Entries from a dataset:
------------------------------

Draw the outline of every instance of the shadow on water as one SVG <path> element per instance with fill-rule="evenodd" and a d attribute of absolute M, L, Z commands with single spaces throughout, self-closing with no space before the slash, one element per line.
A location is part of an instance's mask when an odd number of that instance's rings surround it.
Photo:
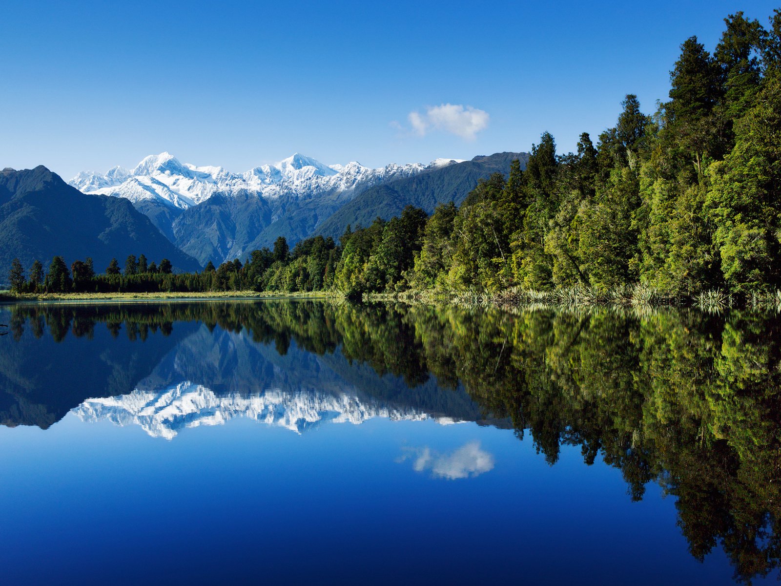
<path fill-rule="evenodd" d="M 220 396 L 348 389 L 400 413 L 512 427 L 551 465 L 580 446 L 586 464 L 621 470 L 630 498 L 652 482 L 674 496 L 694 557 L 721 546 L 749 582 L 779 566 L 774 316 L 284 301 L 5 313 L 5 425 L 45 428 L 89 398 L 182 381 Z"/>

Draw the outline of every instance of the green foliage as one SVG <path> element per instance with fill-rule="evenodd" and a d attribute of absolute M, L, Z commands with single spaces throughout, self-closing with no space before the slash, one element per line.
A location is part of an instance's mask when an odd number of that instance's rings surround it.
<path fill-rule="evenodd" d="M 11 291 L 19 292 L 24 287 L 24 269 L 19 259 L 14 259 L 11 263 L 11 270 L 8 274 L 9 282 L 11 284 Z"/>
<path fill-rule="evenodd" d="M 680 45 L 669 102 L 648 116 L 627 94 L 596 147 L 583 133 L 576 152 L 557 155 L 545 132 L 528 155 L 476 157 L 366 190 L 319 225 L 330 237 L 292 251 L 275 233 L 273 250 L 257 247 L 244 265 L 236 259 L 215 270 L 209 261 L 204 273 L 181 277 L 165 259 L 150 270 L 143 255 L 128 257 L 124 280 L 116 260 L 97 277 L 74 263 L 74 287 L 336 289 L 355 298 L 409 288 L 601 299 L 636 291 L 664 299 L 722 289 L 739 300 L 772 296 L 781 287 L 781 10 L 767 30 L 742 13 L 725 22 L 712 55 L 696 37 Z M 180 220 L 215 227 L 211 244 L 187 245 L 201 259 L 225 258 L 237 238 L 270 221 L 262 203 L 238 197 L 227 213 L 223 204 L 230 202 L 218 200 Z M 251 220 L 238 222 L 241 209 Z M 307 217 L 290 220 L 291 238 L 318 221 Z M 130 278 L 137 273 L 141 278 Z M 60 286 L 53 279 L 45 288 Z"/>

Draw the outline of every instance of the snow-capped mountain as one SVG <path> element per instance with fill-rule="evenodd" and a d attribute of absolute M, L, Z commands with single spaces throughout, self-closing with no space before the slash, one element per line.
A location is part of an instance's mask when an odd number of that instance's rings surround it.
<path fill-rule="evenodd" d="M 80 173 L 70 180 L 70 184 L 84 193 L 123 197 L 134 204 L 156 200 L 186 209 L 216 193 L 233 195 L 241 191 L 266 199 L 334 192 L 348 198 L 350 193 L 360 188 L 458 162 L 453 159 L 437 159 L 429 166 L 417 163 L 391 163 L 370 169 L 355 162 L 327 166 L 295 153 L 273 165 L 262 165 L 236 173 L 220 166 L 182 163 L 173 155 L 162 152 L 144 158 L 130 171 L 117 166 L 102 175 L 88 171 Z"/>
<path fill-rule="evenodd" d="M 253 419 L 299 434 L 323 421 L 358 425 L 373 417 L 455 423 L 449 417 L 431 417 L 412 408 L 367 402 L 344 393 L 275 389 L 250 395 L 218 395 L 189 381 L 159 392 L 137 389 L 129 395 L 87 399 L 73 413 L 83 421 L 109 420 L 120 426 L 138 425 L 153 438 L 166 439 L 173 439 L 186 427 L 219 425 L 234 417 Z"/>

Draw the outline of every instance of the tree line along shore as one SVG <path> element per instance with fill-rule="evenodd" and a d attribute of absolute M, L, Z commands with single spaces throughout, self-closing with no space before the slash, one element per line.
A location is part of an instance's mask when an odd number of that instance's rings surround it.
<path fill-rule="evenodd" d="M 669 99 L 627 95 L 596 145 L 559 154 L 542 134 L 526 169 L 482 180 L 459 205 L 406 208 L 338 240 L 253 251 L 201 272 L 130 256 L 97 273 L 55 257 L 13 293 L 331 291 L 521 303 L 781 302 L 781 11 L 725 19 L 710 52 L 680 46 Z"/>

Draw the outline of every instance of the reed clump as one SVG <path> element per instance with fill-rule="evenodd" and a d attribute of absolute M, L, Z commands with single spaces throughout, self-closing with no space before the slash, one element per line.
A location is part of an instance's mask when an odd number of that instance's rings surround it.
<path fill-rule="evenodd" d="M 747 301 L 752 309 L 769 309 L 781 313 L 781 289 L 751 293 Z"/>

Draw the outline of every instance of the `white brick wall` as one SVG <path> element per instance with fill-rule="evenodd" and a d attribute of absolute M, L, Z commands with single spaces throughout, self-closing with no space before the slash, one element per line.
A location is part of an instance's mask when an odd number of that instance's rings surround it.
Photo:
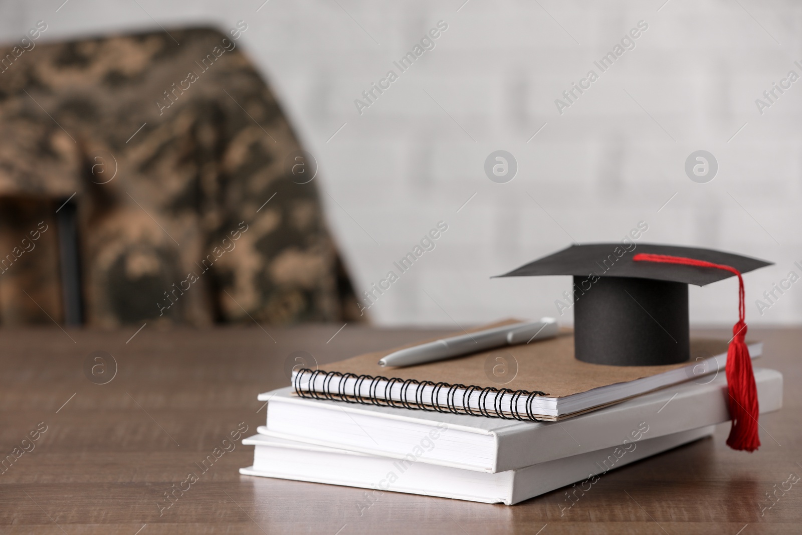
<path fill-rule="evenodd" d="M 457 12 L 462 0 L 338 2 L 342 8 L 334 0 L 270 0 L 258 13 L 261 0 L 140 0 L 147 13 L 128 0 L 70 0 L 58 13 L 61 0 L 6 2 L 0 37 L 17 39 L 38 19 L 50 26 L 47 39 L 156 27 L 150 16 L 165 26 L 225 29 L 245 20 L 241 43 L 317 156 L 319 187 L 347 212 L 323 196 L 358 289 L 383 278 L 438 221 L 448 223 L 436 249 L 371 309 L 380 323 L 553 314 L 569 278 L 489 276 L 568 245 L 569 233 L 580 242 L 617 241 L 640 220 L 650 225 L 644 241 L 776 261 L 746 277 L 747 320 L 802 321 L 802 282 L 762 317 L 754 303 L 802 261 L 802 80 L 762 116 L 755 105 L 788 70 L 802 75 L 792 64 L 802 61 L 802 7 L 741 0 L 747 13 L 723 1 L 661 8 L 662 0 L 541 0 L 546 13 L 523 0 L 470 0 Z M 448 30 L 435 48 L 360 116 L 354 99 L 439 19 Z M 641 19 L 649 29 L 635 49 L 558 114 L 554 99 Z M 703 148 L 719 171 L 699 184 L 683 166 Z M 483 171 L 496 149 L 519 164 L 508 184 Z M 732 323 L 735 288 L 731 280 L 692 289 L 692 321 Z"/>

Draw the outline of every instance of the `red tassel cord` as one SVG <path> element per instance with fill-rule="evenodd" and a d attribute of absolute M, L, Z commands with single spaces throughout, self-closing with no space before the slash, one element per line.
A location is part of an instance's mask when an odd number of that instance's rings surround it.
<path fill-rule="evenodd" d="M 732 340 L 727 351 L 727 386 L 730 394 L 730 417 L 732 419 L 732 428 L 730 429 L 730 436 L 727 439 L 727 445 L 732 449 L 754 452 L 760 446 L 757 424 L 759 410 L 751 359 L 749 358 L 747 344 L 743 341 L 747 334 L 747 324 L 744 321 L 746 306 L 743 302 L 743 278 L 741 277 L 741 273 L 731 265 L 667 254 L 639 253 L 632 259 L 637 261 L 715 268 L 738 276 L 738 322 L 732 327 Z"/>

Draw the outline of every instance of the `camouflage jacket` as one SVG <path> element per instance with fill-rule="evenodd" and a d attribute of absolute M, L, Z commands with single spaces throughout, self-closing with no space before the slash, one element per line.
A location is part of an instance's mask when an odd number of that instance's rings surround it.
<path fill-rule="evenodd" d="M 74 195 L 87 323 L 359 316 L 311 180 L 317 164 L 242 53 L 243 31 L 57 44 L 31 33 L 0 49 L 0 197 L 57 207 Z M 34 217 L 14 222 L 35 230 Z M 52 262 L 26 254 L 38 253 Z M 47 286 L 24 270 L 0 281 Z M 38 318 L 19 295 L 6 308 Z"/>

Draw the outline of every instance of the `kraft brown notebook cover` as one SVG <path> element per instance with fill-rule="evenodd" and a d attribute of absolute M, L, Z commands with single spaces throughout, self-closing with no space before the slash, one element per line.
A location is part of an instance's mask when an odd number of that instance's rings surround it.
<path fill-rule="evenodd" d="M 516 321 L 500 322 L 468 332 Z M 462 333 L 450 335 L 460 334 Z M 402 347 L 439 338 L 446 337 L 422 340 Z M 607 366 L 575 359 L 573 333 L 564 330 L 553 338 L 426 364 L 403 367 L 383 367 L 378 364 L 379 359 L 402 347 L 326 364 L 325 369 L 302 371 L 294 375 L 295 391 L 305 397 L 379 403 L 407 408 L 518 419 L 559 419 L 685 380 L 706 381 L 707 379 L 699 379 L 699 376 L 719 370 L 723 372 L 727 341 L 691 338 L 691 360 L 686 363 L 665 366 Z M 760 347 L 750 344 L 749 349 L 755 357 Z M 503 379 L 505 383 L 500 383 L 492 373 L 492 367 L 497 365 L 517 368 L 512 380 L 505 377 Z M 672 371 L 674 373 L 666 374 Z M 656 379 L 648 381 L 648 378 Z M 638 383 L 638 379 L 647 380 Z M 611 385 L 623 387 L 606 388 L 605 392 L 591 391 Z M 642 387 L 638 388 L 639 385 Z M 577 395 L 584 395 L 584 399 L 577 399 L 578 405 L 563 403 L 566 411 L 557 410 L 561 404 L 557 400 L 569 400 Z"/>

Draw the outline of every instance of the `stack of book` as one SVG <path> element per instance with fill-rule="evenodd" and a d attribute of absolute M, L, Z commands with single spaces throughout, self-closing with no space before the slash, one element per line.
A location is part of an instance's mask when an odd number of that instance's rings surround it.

------------------------------

### What to work on
Copy the lines verbatim, beginning at the line that contains "Draw the outline of every instance of the green" and stopping after the line that contains "11 291 L 19".

### Exercise result
Draw the outline of every instance of the green foliage as one SVG <path> element per instance with fill-rule="evenodd" and a d attribute of absolute M, L, Z commands with single spaces throughout, self-closing with no space before the slash, one element per line.
A location is part of an instance's mask when an odd number of that instance's rings surround it.
<path fill-rule="evenodd" d="M 11 291 L 19 292 L 24 287 L 24 269 L 19 259 L 14 259 L 11 263 L 11 270 L 8 274 L 9 282 L 11 284 Z"/>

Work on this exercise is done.